* **Pasaje proporcionado**:

En las redes (parece que ya no hace falta decir virtuales), las disputas en torno a temas de actualidad van in crescendo al son del “compartir” y el “me gusta”. Quien tiene algunos amigos “del otro lado de la grieta” o “del otro lado de la mecha”, verá otros discursos y otras posiciones diferentes a las propias y deberá lidiar con ese irrefrenable impulso por “responder” o “comentar”. Quienes han hecho “limpieza de contactos” sólo se encontrarán frente a un espejo, convenciéndose a sí mismos y a quienes piensan más o menos parecido.

* **Datos suministrados**:

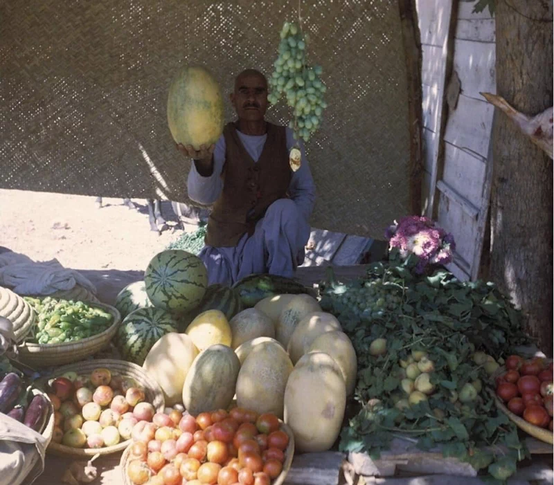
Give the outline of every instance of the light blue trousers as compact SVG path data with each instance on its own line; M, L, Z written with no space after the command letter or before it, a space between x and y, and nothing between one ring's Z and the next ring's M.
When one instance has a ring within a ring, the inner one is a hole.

* **En qué consiste**: Transcribe sin cambios el fragmento del pasaje sobre las disputas en las redes que empieza en "En las redes" y termina en "o menos parecido.". Las líneas no guardan relación con el pasaje.

* **Respuesta**:
En las redes (parece que ya no hace falta decir virtuales), las disputas en torno a temas de actualidad van in crescendo al son del “compartir” y el “me gusta”. Quien tiene algunos amigos “del otro lado de la grieta” o “del otro lado de la mecha”, verá otros discursos y otras posiciones diferentes a las propias y deberá lidiar con ese irrefrenable impulso por “responder” o “comentar”. Quienes han hecho “limpieza de contactos” sólo se encontrarán frente a un espejo, convenciéndose a sí mismos y a quienes piensan más o menos parecido.